A jovem guaçuiense sempre teve gosto por política. Filha de chefe político e irmã de Geraldo Viana, que posteriormente se tornou deputado, Emiliana era contra regimes ditatoriais. Em entrevistas, costumava frisar a importância do Estado democrático. "Eu gosto de eleições, elas me dão uma sensação fora do comum. E quanto mais luta, melhor", disse ao Jornal O Cruzeiro, em 1950.

Hotel de Emiliana Emery, palco de reuniões e discussões políticas em Guaçuí. (Arquivo Pessoal/Reprodução Instituto Histórico e Geográfico de Guaçuí)

Foi no hotel de Dona Emiliana onde aconteceram reuniões políticas importantes da cidade. O local era frequentado por homens poderosos, entre eles, Nestor Gomes, presidente de Estado do Espírito Santo - cargo que existia na época. Segundo Moulin, ele gostava de ouvir a opinião firme da guaçuiense.

Na época, Emiliana liderava um movimento de emancipação de Guaçuí, então distrito de Veado, e pertencente a Alegre.  Para isso, viajou à capital para encontros políticos, com demandas de sua terra.

Aspas de citação

Ela foi mãe da independência de Guaçuí. Participou ativamente do processo, promoveu debates, encaminhou pedidos, fez reuniões

Luiz Moulin
Historiador
Aspas de citação

Em um destes encontros, Nestor Gomes garantiu que daria liberdade ao município. E deu. A emancipação veio em 1928, um ano antes de Emiliana conquistar o direito de voto.
══════════
Tarefas solicitadas:
1. Segundo o trecho sobre Emiliana Emery, em que ano Guaçuí conquistou sua emancipação?
2. Prolongue o texto sobre Emiliana Emery e a emancipação de Guaçuí a partir da última frase apresentada.

Entradas de dados salvas
══════════
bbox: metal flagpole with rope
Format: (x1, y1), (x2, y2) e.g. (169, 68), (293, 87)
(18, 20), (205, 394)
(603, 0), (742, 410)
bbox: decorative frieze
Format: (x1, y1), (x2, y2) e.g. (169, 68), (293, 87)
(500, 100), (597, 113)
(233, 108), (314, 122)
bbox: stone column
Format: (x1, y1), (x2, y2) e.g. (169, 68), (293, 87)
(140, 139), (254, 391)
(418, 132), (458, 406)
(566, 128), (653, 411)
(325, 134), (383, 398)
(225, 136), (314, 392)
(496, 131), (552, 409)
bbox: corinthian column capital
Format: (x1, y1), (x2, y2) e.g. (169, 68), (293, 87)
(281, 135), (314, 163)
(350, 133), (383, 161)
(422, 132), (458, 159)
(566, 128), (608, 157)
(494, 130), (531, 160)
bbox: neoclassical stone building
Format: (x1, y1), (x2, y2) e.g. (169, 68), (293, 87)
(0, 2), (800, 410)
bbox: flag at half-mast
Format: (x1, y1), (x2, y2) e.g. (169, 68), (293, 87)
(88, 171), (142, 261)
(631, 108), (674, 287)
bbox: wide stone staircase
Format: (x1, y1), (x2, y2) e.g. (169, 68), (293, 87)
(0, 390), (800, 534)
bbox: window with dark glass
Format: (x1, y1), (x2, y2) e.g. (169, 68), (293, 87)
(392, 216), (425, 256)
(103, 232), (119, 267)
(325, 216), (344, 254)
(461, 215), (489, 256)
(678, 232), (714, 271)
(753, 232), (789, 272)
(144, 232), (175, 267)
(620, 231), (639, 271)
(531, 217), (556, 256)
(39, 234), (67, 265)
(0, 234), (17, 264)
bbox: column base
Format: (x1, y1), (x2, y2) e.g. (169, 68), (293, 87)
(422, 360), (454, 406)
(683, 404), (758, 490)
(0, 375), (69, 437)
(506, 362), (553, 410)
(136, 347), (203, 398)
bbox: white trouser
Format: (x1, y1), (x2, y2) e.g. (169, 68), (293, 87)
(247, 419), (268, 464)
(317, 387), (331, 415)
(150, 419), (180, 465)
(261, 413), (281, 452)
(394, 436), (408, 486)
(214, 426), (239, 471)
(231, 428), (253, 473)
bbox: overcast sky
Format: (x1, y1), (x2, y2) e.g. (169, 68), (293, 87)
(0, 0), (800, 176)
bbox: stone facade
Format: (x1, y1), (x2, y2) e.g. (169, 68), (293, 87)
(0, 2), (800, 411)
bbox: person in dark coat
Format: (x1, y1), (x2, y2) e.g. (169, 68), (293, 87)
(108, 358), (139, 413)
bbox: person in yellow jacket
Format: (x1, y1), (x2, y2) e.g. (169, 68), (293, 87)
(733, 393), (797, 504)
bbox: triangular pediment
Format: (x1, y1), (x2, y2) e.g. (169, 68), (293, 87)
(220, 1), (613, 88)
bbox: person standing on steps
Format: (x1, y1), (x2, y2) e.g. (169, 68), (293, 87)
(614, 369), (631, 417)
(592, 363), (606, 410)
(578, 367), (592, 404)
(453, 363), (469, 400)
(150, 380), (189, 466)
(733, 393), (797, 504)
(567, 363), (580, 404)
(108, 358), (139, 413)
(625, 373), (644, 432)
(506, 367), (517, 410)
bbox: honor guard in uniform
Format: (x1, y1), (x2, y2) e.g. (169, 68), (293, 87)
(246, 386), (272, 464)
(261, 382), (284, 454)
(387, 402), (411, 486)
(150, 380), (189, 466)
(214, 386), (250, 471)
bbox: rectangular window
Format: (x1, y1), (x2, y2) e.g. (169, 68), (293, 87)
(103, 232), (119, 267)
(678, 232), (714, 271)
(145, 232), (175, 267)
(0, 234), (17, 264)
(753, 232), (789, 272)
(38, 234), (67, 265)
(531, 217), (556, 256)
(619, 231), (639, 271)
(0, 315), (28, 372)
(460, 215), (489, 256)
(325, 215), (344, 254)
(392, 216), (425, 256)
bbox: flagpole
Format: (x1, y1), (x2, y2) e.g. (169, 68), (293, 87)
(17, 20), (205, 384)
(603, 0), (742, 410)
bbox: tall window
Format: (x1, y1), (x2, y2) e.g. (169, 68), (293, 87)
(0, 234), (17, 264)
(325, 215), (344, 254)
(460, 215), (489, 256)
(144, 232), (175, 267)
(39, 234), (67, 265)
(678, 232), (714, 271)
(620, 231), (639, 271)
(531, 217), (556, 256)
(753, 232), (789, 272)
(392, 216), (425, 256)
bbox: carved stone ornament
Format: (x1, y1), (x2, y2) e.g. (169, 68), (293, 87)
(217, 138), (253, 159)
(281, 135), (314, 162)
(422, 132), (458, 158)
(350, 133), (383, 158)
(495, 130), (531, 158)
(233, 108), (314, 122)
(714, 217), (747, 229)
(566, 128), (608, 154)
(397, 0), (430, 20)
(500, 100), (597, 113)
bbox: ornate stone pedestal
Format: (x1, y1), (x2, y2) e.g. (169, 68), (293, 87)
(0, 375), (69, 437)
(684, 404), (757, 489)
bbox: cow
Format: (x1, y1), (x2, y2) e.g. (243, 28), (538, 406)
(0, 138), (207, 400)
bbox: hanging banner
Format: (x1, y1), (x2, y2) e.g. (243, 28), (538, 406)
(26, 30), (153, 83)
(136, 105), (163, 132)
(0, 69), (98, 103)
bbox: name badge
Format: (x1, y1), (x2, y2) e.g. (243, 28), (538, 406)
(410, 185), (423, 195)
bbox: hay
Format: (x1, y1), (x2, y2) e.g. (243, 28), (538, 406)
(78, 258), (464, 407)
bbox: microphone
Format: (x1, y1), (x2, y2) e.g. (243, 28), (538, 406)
══════════
Lista de respostas:
1. Em 1928.

2.
Emiliana Emery recebendo o governador de São Paulo, Ademar de Barros, em Guaçuí. (Arquivo Pessoal/Reprodução Instituto Histórico e Geográfico de Guaçuí)

DIREITO A VOTO

Emiliana nunca aceitou ter mais obrigações do que direitos. Por isso, o fato de não poder votar a incomodava. "Ela falava que só seria uma cidadã completa com o título de eleitor na mão", lembra Lucia Emery, neta de Emiliana.

O sufrágio (direito de votar) feminino já tinha sido aprovado em outros países, mas no Brasil, o direito ao voto ainda fazia parte das demandas das mulheres. Em 1929, Emiliana se tornou a terceira mulher brasileira e primeira capixaba a conquistar, na Justiça, o título de eleitora.

A conquista deu força aos movimentos feministas da época. Três anos depois, a legislação brasileira passou a assegurar o voto feminino. O Código Eleitoral de 1932, elaborado por Getúlio Vargas, dava o direito de votar a "todos os cidadãos maiores de 21 anos, sem distinção de sexo". Um marco na luta das mulheres, que finalmente se tornavam cidadãs pela lei.